Can you write out the whole listing exactly?

AVAILABLE RECORDS:
%%

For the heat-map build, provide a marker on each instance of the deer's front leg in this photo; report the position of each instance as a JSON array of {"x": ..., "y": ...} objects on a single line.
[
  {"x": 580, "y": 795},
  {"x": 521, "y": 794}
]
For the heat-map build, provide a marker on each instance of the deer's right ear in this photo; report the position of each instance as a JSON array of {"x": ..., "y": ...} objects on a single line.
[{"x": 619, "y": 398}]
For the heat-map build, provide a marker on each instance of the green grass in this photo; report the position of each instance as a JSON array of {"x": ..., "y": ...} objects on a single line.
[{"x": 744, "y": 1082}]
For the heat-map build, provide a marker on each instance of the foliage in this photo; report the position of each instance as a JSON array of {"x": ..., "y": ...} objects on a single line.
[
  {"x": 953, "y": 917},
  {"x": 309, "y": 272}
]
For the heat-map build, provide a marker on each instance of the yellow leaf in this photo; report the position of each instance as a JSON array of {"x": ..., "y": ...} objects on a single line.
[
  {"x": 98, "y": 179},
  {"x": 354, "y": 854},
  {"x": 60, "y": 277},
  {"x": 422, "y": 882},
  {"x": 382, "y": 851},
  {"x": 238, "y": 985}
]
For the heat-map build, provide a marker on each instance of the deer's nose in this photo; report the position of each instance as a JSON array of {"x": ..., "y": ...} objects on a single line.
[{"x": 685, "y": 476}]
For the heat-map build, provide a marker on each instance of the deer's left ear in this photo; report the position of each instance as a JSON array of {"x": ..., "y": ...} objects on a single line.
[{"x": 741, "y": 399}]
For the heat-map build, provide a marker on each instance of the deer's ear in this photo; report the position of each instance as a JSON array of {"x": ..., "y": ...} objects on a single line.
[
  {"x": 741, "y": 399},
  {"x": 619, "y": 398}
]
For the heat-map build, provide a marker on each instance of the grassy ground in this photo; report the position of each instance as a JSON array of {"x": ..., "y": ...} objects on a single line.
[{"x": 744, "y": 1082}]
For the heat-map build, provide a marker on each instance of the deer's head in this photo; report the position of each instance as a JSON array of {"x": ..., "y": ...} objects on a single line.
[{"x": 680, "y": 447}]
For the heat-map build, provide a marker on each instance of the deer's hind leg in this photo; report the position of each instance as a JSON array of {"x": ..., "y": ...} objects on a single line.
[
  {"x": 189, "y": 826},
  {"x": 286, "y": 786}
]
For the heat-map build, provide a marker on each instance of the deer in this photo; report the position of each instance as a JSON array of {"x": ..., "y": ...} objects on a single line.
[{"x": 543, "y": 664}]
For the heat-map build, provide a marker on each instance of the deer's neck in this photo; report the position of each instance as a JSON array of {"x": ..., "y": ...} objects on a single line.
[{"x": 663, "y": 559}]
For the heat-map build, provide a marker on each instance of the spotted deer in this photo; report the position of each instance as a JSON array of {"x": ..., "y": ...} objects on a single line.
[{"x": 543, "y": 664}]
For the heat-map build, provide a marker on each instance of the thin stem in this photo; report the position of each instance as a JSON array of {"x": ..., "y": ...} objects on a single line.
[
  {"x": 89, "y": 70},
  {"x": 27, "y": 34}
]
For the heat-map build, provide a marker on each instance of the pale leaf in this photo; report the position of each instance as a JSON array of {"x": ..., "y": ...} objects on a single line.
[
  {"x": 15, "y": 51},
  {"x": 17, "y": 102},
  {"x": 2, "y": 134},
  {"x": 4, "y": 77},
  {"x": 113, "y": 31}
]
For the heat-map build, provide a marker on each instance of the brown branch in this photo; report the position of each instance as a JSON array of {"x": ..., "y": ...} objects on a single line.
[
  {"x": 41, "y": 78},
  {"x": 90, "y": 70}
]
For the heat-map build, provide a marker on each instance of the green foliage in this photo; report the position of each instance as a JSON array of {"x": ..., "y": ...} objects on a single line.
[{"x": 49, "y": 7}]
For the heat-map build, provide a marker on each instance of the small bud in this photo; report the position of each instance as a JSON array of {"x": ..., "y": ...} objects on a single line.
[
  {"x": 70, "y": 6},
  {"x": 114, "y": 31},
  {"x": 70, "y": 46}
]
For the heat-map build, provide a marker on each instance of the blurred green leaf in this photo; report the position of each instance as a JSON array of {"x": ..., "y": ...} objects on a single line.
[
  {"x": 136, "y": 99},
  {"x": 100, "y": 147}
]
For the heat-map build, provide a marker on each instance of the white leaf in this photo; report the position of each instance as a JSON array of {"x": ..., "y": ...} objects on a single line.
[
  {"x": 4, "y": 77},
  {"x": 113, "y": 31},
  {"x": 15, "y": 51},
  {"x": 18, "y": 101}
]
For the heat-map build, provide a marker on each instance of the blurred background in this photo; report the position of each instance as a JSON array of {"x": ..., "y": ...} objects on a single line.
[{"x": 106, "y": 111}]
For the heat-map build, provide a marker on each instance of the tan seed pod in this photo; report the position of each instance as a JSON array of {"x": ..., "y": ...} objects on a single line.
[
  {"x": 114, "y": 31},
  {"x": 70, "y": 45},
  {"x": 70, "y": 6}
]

%%

COMPLETE ANSWER:
For the heat-map build, provide a marker on each instance of the deer's front leg in this photo; report the position of each instance as a JSON array of {"x": ..., "y": ...} objects on a single line.
[
  {"x": 580, "y": 795},
  {"x": 521, "y": 794}
]
For the heat-map build, provide a marker on each instance of the deer's right ear in this photo; report the position of each instance as a JSON array of {"x": ..., "y": ...} objects on a single line.
[{"x": 619, "y": 398}]
For the heat-map build, provide a marker on each instance of the green grass in this photo; report the position of each instance as a JSON array of {"x": ..., "y": ...} objects on a single line.
[{"x": 744, "y": 1082}]
For the heat-map build, provide a marker on each instance of the foliage in this photo; report the position of each instance as a JSON array of {"x": ..., "y": ...} objects on a single line.
[
  {"x": 953, "y": 917},
  {"x": 309, "y": 272}
]
For the heat-map build, provide a marker on each instance of the yellow leaf in this photo; report the position of each instance as a JSON array of {"x": ..., "y": ...} objects on a single line.
[
  {"x": 98, "y": 179},
  {"x": 354, "y": 854},
  {"x": 60, "y": 277},
  {"x": 422, "y": 882},
  {"x": 382, "y": 851},
  {"x": 238, "y": 985}
]
For the heat-map build, provide a marker on each instance of the deer's nose in this photo; report the position of each instance as a JSON array of {"x": ..., "y": ...} objects on a single line.
[{"x": 685, "y": 476}]
For the heat-map build, provide a marker on each instance of the deer's left ear in this photo; report the position of each instance as a JSON array of {"x": ..., "y": ...} objects on a single line.
[{"x": 741, "y": 399}]
For the heat-map build, provide a marker on each instance of the deer's ear in this photo; report the position of each instance as a JSON array of {"x": ..., "y": ...} objects on a single line.
[
  {"x": 741, "y": 399},
  {"x": 619, "y": 398}
]
For the heat-map build, provide a marker on each instance of the grassy ground in this photo; report the position of each instance as a JSON array of {"x": ..., "y": ...} objects on a single line.
[{"x": 744, "y": 1082}]
For the heat-map build, provide a marker on each instance of the deer's head in this photo; report the position of each instance as a JSON array of {"x": ..., "y": ...} objects on a single line.
[{"x": 680, "y": 447}]
For the heat-map build, provide a marker on each instance of the deer's hind leg in this photo; report the position of each instance as a JSON array of {"x": ..., "y": ...} objects on a single line.
[
  {"x": 189, "y": 826},
  {"x": 286, "y": 786}
]
For the heat-map build, provide a marker on each instance of the deer in this photo; report the position of each instance as a JSON array of {"x": ..., "y": ...} objects on a single line.
[{"x": 543, "y": 664}]
For the heat-map build, provide a marker on each instance of the deer's neck in this photo; report the position of each instance as a JSON array of {"x": ..., "y": ...} objects on a single line.
[{"x": 663, "y": 559}]
For the heat-map build, provide a marker on each instance of the spotted deer in this photo; report the position of each instance as a JSON array of {"x": ..., "y": ...} objects on a single line.
[{"x": 543, "y": 664}]
For the heat-map build, provide a marker on each instance of the thin stem in this photo; report the position of each instance as a JSON array of {"x": ..., "y": ...} objects on a single line.
[
  {"x": 89, "y": 70},
  {"x": 27, "y": 34}
]
For the heat-map build, provide a marker on each instance of the pale leaf in this photo; report the position of each instance as a JSON array of {"x": ..., "y": ...} objects on a single line.
[
  {"x": 15, "y": 51},
  {"x": 17, "y": 102},
  {"x": 2, "y": 134},
  {"x": 4, "y": 77},
  {"x": 113, "y": 31}
]
For the heat-map build, provide a marker on each instance of the brown branch in this photo; report the position of each instance as a JSON array of {"x": ..., "y": ...} objects on a single line.
[
  {"x": 41, "y": 78},
  {"x": 90, "y": 70}
]
For the heat-map build, provide a marker on each instance of the green foliage in this photo; report the position of each instance as a JSON array of {"x": ..., "y": ...} objects on a single line.
[{"x": 49, "y": 7}]
For the heat-map build, provide a marker on each instance of the small bud in this photo; report the position of each instance as a JSON array of {"x": ..., "y": ...} objects on a single line.
[
  {"x": 70, "y": 6},
  {"x": 114, "y": 31},
  {"x": 70, "y": 46}
]
For the heat-map build, provide a marker on each instance of the blurred green leaf in this photo; report the position of each instance as a JSON array of {"x": ..., "y": ...} objects on a single line.
[
  {"x": 136, "y": 99},
  {"x": 100, "y": 147}
]
For the heat-map build, provide a marker on each instance of the white leaf in this photo; report the position of each instance as a JSON array of {"x": ..., "y": ...} objects on a single line.
[
  {"x": 4, "y": 77},
  {"x": 113, "y": 31},
  {"x": 15, "y": 51},
  {"x": 18, "y": 101}
]
For the heat-map build, provide a marker on each instance of the blurred background in this photo; report the position of each instance as a JSON array of {"x": ..., "y": ...} objects on a single line.
[{"x": 106, "y": 111}]
For the heat-map build, provide a marker on each instance of the tan seed pod in this photo; report the position of each instance as a JSON array of {"x": ..., "y": ...} objects on a single line.
[
  {"x": 114, "y": 31},
  {"x": 70, "y": 45},
  {"x": 70, "y": 6}
]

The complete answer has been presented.